(DATA PROVIDED begins)

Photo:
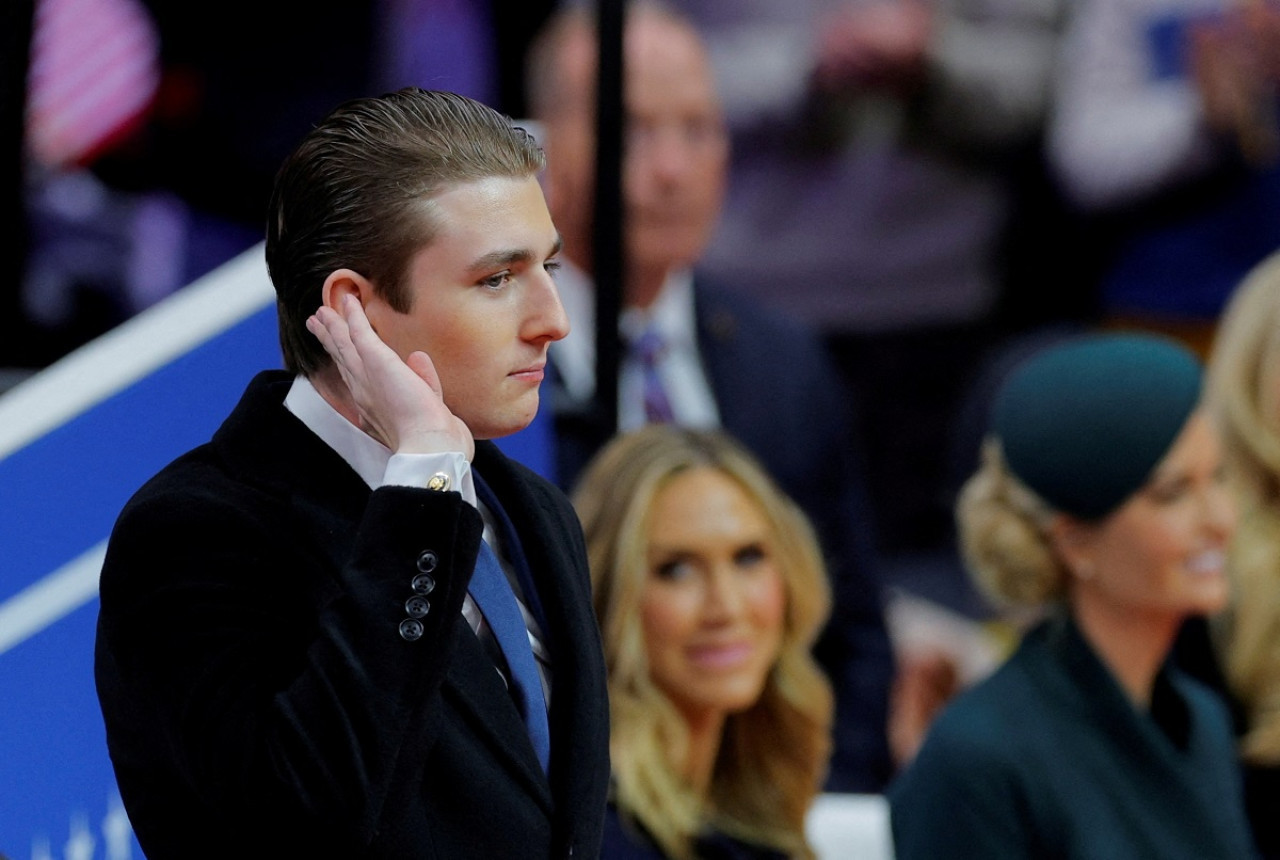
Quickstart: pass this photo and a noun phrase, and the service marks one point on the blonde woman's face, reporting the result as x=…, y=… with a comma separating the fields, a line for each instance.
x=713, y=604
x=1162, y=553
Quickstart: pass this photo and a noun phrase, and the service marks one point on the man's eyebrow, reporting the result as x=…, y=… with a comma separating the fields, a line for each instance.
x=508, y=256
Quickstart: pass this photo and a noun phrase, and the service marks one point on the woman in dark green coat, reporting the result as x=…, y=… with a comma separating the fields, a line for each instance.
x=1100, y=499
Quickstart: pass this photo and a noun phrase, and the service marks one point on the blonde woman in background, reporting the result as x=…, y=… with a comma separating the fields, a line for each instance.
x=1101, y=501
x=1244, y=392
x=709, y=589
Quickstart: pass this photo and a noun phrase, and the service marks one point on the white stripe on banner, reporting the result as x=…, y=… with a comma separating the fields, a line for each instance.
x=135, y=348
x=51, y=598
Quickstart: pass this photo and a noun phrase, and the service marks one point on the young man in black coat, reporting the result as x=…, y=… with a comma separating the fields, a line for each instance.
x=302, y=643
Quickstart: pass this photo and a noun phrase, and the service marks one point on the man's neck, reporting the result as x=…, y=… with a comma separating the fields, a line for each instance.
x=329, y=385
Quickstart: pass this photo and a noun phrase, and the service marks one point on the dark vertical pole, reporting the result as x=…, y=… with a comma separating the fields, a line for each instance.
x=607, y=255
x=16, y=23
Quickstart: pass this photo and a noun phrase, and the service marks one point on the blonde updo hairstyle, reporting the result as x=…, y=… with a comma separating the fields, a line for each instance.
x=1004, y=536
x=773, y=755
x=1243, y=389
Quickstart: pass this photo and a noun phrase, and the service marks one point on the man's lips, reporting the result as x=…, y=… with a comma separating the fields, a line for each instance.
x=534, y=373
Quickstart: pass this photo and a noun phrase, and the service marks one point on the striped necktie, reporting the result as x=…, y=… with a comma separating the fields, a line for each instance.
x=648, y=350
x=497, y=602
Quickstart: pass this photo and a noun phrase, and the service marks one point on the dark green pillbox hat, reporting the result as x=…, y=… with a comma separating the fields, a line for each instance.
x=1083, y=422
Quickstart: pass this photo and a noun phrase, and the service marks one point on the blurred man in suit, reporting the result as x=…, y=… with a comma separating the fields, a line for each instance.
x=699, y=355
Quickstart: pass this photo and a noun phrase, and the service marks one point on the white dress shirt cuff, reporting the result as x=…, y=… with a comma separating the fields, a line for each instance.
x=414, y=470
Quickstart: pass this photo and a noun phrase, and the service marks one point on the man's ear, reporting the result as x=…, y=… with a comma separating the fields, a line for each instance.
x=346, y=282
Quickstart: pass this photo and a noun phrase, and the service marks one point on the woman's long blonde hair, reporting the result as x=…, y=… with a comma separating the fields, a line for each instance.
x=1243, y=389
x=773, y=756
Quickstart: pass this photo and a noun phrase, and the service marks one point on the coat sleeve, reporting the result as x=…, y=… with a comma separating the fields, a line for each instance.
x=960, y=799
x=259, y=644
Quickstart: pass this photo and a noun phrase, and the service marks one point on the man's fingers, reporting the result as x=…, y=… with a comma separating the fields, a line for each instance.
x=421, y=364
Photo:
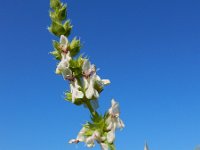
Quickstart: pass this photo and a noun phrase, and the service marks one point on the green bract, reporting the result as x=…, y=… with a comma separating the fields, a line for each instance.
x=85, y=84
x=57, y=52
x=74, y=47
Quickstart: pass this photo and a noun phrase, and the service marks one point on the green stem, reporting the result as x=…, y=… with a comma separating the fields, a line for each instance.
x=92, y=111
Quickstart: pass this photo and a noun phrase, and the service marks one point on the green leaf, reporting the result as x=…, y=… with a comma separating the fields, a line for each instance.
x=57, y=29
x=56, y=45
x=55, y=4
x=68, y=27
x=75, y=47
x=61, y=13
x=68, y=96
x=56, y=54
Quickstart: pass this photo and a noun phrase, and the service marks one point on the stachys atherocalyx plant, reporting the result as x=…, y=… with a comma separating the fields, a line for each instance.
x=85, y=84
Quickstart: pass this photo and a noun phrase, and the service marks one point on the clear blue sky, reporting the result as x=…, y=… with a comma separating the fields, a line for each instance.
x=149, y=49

(DATA PROVIDED ends)

* _INSTRUCTIONS FOR THE TASK_
Copy every record exactly, without the pictures.

* _ANSWER TO THE EXERCISE_
Photo:
Quickstart: pass this photo and a noun phrase, and the service marks one point on the blonde woman's face, reporting the result as x=…, y=… with a comma separating the fields, a line for each instance.
x=713, y=604
x=1162, y=553
Quickstart: pass this photo and a noun phrase, and the service marks one point on the man's eyebrow, reporting the result as x=…, y=… with a comma separating the fields, a line for each instance.
x=508, y=256
Quickstart: pass this photo and a noun phrase, and the service marks one point on the woman in dark green coat, reporting the result as x=…, y=… with a comma separating the fields, a line for each instance.
x=1100, y=499
Quickstart: pass this photo and a noun phrase, and the service marks one point on the blonde woman in background, reporting the result as x=…, y=… with a comma separating the fields, a line for each instance.
x=1101, y=501
x=1244, y=392
x=709, y=589
Quickstart: pass this photo and a noun phrase, and the service marks one point on the white stripe on banner, reporting the result as x=…, y=… with a comma separating the fields, a line for each instance.
x=135, y=348
x=51, y=598
Quickstart: pass this photo and a noun phrase, and the service marks one point on the young man in black coat, reporting the result as x=…, y=… with a comma separating the fields, a line for each instance.
x=302, y=643
Quickstart: pass this photo and a noun phrase, and the service marks one point on the man's neck, reporting the result as x=…, y=… with a comma separating the fields, a line for each instance.
x=329, y=385
Quickstart: pass this photo and a noun phrase, and the service marks one point on the dark vertical pole, reporting the result as x=…, y=… with a comma separating the fields, a line for each instance.
x=607, y=255
x=16, y=23
Quickstart: pass this photo and a noun phrase, and the service marks one point on the blonde updo hairstyle, reporting the result as x=…, y=… with a comma separating the fields, a line for each instance.
x=1004, y=536
x=773, y=755
x=1243, y=389
Quickstart: pass this photo and a noun phrase, and the service marks one point on the man's lips, reporting the result as x=…, y=… with a comma separating the fields, a line for each instance.
x=534, y=373
Quickstart: pass this photo and a noun phrase, and the service marks one point on the striped necktie, reporting the result as x=…, y=… with a comma separating the fields, a line for each instance.
x=648, y=350
x=497, y=602
Quickstart: pass this photo and a noun phrase, and the service marks one point on the dark green pillbox hat, reporting the result as x=…, y=… with a comma separating the fields, a line for each instance.
x=1083, y=422
Quickstart: pass this photo and a noun phrase, and the service marks one point on the blurred man in suit, reporting the result as x=…, y=… with a comma separating the fields, a line for each instance.
x=699, y=355
Quickstart: pass this photo and a noun phrase, and the service marks one point on the white dress shirt cuff, reporting the result as x=…, y=… with a comma separating the fields, a line for each instance.
x=414, y=470
Quickstart: pass this photo and a noun phrase, and the service marks one point on the man's ear, reporting the result as x=…, y=… with a comma separating the fields, a line for each instance.
x=346, y=282
Quickstart: pass this photo and a noun phrase, and the service marks one point on the woman's long blonde hair, reporting the result as x=…, y=… with a comma separating the fields, a line for each instance.
x=1243, y=389
x=773, y=756
Quickstart: pass this photo and a noun phrase, and the service marks one point on the coat sleeve, reporting the result as x=…, y=… with a comma separating the fields, a line for each instance.
x=960, y=799
x=259, y=644
Quickstart: pass this photo and a noun phrase, and the service marks one point on the man's fingers, reporting the result as x=…, y=… with a comma separating the fields, a line for each instance.
x=421, y=364
Photo:
Quickstart: pass this photo and a noun phrase, and the service marks one point on the green bract, reporting the result as x=…, y=… with a comma separating the fields, a line for each instance.
x=85, y=84
x=57, y=52
x=74, y=47
Quickstart: pass this photo and a noun phrase, and the service marks one point on the green stem, reporting the result as x=…, y=… with a comma separating the fields, a line for each instance.
x=92, y=111
Quickstart: pass this photo and a noun phrase, and the service marks one point on the green leaf, reporting the result as x=…, y=… with a comma separating the fields, a line for each instance.
x=57, y=29
x=56, y=45
x=55, y=4
x=68, y=27
x=75, y=47
x=61, y=13
x=68, y=96
x=56, y=54
Quickstart: pass this photo and a noun phrase, and the service marks one point on the stachys atherocalyx plant, reporting the result as x=…, y=… with a comma separating the fields, a line for each instance.
x=85, y=84
Quickstart: pass this photo and a noun phrase, and the service marks one point on the clear blue sky, reporting the result as x=…, y=… with a comma separating the fields, a line for each instance.
x=149, y=49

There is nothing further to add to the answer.